• _PASSAGE_:
Arrival of trains is important. Once they start coming, everything else will fall in place. This not only includes two new lines between Borivli and Virar, which are complete, but also two lines between Kurla and Thane. Both these projects will enhance our passenger capacity. Other projects include more lines between Mahim and Santacruz and extending the suburban section till Dahanu. If everything goes well, all rail projects should be complete by 2009.
Mumbai will get its promised air-conditioned train by 2009. The Railway Board cleared the proposal in July and it will first run between Churchgate and Borivli.
Former Railway Board chairman J.P. Batra, who had announced the proposal in July while he was still serving, said the railways will appoint a consultant for a survey of the line, which may take six months, and send a report to Delhi.

• _EXERCISE DESCRIPTION_:
From the passage about Mumbai rail projects:
(a) Which two stations do the two completed new lines run between?
(b) Between which stations will the air-conditioned train run first?
(c) How long may the consultant's survey of the line take?
Work only from the passage about Mumbai rail projects.

• _STORED RECORDS_:
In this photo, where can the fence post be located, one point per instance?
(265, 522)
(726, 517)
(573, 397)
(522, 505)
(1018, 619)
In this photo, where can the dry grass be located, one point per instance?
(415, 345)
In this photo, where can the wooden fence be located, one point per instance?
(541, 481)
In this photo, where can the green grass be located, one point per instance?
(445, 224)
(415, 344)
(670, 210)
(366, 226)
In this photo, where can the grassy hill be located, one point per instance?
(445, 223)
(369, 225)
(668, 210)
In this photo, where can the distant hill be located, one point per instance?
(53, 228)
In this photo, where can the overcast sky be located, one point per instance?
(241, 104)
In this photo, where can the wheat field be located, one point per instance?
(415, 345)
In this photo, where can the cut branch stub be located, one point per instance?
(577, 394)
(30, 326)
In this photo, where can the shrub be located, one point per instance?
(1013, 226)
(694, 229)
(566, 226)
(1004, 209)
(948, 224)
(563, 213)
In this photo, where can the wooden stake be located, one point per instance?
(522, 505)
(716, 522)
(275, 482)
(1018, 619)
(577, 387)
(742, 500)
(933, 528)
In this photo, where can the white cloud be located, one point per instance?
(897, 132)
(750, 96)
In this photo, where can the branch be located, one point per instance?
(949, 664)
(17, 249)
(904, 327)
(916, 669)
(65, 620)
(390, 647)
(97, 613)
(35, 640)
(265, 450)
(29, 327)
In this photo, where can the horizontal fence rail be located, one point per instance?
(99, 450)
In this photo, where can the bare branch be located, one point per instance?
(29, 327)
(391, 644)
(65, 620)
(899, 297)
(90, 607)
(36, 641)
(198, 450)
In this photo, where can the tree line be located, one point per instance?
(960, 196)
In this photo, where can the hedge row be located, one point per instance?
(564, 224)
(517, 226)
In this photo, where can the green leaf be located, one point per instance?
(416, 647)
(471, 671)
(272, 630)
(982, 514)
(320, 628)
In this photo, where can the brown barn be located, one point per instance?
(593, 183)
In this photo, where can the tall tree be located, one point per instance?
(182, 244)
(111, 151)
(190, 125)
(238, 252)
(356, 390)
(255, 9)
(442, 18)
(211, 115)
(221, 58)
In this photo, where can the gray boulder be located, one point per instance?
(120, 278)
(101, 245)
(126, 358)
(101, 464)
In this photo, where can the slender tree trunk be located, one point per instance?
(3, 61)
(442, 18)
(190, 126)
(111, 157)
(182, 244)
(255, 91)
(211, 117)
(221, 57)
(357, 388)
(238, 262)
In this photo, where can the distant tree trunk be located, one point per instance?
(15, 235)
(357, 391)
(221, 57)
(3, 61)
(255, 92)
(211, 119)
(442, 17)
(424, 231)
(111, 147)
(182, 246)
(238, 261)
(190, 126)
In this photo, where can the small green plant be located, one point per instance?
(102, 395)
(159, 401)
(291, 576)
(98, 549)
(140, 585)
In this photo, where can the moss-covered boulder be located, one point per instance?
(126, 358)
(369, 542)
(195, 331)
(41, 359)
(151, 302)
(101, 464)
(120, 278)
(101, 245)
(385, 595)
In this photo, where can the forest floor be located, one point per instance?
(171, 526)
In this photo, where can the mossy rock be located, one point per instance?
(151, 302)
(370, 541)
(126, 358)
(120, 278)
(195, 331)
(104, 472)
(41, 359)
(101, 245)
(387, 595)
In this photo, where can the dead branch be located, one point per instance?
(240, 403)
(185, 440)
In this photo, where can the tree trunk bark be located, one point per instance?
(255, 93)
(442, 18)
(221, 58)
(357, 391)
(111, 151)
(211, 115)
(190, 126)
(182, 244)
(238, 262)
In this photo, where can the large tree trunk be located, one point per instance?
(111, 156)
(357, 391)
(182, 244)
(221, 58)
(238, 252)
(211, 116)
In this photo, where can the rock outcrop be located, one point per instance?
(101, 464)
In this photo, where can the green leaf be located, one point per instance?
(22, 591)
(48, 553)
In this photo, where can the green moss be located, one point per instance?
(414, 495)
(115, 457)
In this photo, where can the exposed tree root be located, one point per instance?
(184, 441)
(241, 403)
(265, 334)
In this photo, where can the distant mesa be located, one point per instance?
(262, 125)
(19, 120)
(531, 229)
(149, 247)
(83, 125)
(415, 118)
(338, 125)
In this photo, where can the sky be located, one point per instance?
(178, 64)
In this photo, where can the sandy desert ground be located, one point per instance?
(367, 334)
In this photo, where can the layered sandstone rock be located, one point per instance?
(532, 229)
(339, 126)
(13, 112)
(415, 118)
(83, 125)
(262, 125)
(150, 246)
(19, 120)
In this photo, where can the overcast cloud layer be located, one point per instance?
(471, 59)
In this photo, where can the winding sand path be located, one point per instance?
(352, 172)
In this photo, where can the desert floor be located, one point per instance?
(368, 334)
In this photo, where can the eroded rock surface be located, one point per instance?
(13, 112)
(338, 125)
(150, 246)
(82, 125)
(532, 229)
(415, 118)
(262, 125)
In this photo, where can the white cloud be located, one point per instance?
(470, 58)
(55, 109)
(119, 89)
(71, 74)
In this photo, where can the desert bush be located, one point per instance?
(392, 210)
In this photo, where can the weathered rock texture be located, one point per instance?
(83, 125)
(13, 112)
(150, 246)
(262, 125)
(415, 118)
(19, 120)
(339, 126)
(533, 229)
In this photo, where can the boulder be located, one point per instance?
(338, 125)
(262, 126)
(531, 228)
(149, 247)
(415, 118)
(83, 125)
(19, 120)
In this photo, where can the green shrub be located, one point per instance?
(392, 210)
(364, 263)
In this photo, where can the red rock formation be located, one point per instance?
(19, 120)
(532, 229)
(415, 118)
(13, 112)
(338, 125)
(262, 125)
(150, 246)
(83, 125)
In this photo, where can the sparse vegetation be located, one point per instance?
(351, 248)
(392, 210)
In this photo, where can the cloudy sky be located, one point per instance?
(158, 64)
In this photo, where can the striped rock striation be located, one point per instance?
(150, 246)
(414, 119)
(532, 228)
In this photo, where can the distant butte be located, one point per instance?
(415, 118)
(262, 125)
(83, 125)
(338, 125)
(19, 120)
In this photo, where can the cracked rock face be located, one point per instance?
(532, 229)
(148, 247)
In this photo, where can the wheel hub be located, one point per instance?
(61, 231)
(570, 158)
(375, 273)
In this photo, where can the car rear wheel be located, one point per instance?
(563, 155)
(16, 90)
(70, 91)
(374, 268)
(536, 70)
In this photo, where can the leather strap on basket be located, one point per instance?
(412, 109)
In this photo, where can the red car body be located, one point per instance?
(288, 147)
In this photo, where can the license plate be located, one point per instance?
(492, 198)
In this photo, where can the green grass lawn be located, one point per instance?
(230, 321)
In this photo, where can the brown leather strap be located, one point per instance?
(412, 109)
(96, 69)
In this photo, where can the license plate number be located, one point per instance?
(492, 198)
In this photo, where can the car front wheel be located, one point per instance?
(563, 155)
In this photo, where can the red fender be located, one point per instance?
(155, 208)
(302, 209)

• _OUTPUT FOR THIS TASK_:
(a) Borivli and Virar
(b) Churchgate and Borivli
(c) Six months